• TASK: Extract every record, keeping each one exactly as it is.

• RECORDS SHOWN:
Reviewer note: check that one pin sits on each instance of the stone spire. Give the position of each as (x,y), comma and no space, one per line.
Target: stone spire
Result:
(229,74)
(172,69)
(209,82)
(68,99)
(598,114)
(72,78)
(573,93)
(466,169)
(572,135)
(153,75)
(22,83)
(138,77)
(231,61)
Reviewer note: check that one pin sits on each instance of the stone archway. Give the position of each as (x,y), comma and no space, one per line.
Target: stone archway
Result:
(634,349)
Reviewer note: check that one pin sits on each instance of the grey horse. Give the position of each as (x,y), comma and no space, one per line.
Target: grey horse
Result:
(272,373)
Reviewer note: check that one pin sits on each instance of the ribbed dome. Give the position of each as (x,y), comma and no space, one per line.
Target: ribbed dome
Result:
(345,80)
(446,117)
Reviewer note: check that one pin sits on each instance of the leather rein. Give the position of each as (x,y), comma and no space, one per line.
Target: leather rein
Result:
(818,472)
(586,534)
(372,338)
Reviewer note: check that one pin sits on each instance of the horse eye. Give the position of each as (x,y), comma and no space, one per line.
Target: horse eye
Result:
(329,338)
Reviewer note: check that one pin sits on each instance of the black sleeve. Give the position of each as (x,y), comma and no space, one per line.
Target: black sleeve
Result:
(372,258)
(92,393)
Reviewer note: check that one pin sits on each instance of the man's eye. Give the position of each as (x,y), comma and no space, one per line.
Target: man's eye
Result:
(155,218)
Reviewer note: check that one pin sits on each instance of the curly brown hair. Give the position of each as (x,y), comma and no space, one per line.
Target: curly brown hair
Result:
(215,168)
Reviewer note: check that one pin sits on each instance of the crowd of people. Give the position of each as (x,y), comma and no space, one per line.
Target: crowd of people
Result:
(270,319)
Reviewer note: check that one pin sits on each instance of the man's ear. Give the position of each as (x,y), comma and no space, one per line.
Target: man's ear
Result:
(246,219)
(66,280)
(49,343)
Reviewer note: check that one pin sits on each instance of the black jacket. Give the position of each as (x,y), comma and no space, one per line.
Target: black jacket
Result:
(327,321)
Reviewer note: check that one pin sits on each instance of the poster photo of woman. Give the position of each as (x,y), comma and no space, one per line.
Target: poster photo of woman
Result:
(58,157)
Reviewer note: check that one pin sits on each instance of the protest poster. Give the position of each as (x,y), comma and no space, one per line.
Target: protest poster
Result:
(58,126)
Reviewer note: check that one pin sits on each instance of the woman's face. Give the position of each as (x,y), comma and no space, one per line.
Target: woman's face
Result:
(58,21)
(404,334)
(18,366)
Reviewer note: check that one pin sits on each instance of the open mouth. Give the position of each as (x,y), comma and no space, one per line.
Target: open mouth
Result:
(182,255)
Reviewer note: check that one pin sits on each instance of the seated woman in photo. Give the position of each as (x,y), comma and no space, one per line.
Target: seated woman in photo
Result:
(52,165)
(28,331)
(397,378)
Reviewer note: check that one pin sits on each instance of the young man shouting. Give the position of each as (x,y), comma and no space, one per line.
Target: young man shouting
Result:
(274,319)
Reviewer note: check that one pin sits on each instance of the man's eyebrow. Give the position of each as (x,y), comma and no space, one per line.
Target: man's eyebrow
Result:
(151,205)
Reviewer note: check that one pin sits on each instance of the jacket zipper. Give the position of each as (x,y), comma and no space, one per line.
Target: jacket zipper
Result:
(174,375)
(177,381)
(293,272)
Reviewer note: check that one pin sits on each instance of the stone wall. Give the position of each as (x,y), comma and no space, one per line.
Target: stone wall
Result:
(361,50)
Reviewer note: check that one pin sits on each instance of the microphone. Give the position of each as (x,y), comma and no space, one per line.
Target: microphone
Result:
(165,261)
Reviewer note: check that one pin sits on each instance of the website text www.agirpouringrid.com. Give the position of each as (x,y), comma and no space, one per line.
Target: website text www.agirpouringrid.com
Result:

• ANSWER TO THE EXERCISE:
Reviewer note: check that one pin sits on each instance of the stone spire. Give the position of each as (x,y), comma and no space, one per line.
Target: stone spire
Result:
(229,74)
(172,69)
(209,82)
(68,99)
(598,114)
(72,78)
(573,93)
(466,169)
(572,135)
(153,75)
(22,83)
(138,77)
(231,61)
Reviewer note: check that one pin sits on each instance of the stone archway. Give the position of each as (x,y), comma and no space, one per line.
Target: stone archway
Result:
(634,349)
Reviewer note: check that one pin sits on each instance of the grey horse. Give the position of each as (x,y), comma and no space, one per line.
Target: grey horse
Result:
(272,373)
Reviewer note: check that one pin sits on each instance of the ribbed dome. Give the position of each as (x,y), comma and no space, one per line.
Target: ribbed dome
Result:
(345,80)
(446,117)
Reviewer note: check that one pin sits on each instance of the leather rein. Give the position of each as (x,y), comma and no space, one per line.
Target: leather rein
Result:
(818,472)
(586,534)
(372,338)
Reviewer note: check that one pin sits on each instance of the horse eye. Give the position of each as (x,y), comma and no space, one per line.
Target: horse eye
Result:
(329,338)
Reviewer note: check that one pin sits on each instance of the black sleeve. Give the position of each as (x,y), comma and no space, one per line.
Target: black sleeve
Result:
(372,258)
(92,393)
Reviewer note: check that one pin sits on each instance of the man's eye. Give the position of each as (x,y), comma and no space, one per line.
Target: man's eye
Result:
(155,218)
Reviewer note: check that one pin sits on each instance of the curly brown hair. Give the position of each as (x,y), comma and no space, one per line.
Target: curly brown hair
Result:
(215,168)
Reviewer note: check that one pin sits on each instance of the crowd of people. Give the position of each as (x,y), comma and no space, one per line.
Target: crowd of people
Result:
(270,319)
Reviewer note: check that one pin sits on each instance of the man's ear. Give the position of each as (x,y), comma and no space, one per line.
Target: man's ear
Result:
(246,219)
(66,280)
(49,343)
Reviewer note: check that one pin sits on each instance of the black jacket. Give the position of each as (x,y), comma and no space, one per line.
Target: black jacket
Result:
(327,321)
Reviewer note: check that one pin sits on each instance of the poster photo of woman. Give the position of each as (x,y), comma and no space, one per line.
Target: poster photo of woman
Result:
(58,157)
Reviewer note: check that one pin sits on each instance of the protest poster. Give the position of each as (x,y), comma and no space, one per line.
Target: protest poster
Result:
(58,126)
Reviewer note: check that one pin sits on each instance of the woman's face. Give the position of each as (x,y), comma and no space, one per line.
Target: woman's face
Result:
(58,21)
(404,334)
(18,366)
Reviewer note: check that one pin sits on each instance of the open mouth. Give the position of each as (x,y), comma and no space, one per line.
Target: open mouth
Result:
(182,255)
Reviewer note: check that one pin sits on each instance of the seated woman in photo. Give the position of each as (x,y), comma and no space, one per line.
Target: seated woman in photo
Result:
(52,165)
(28,331)
(397,378)
Reviewer note: check that one pin sits on each instance of the young man shouting. Give the position of each as (x,y), comma and no space, one per line.
Target: young man shouting
Result:
(274,319)
Reviewer note: check that one pin sits on each instance of the man's eyebrow. Give the position of each as (x,y), comma and no space, one per line.
Target: man's eyebrow
Result:
(151,205)
Reviewer note: check that one pin sits on each instance of the jacket zipper. Give the position of each as (x,y), comma and no space, one per line.
Target: jacket zipper
Result:
(174,375)
(177,381)
(293,272)
Reviewer note: check that one pin sits on each instance of the stone wall. Give the position of each as (x,y), comma and no space, one per line.
Target: stone wall
Result:
(361,50)
Reviewer note: check that one pin sits on each instance of the microphone. Give the position of each as (x,y), comma and no space, one per line.
Target: microphone
Result:
(165,261)
Reviewer note: check that one pin sits on each instance of the website text www.agirpouringrid.com. Give the position of each as (x,y), comma and no space, one per line.
Target: website text www.agirpouringrid.com
Result:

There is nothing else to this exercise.